Problem
Return the passage from the scanner camera post word for word, starting at "- Scanning in" and ending at "large and cumbersome.".

-- start Page text --

Imagine having the capability to shoot an image with a resolution higher than most $20,000 cameras! Using a budget of about $250, my plan over the next 2 months is to build a 400+ megapixel camera out of a scanner and a vintage 8×10 view camera.
Check out the concept and my progress after the break….
The idea is simple, but not original: attach a modified scanner to the back of a camera. However, this will require heavy modification of the scanner. Also, mounting the scanner to the camera and focusing will require some ingenuity.
Canon LIDE 80 (for now) – $30 on ebay
Canon’s LIDE scanners use a unique color LED system combined with a mirror-less micro-lens design that makes them perfect for photography with some heavy modification. These scanners are also great because they only require a USB cable for power allowing for more portability (connecting to a laptop on location).
8×10 View camera – $200 used
A large format camera (or at lease its lens) is needed to project an image large enough to nearly cover the entire bed of the scanner.
- Exposure times are slow and anything moving will look oddly distorted. This effect can be very artistic, but is not always intended.
- A 400mp 16-bit raw file will be around 3gb and will take a very long time to expose!
- Scanning in color will require multiple exposures as well as an expensive IR blocking filter.
- Banding and scan lines need special treatment (multiple exposures).
- The setup is very large and cumbersome.

-- end Page text --
-- start Given material --

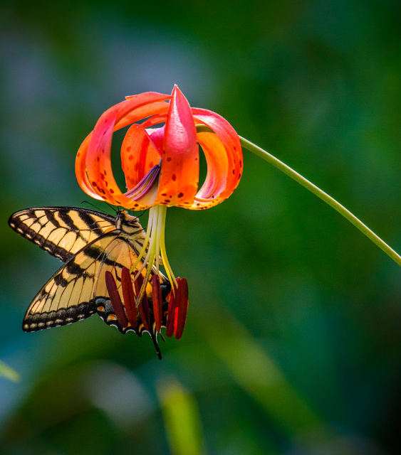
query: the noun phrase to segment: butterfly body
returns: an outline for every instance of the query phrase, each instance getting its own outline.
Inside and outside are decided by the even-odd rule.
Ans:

-- end Given material --

Response to this task
- Scanning in color will require multiple exposures as well as an expensive IR blocking filter.
- Banding and scan lines need special treatment (multiple exposures).
- The setup is very large and cumbersome.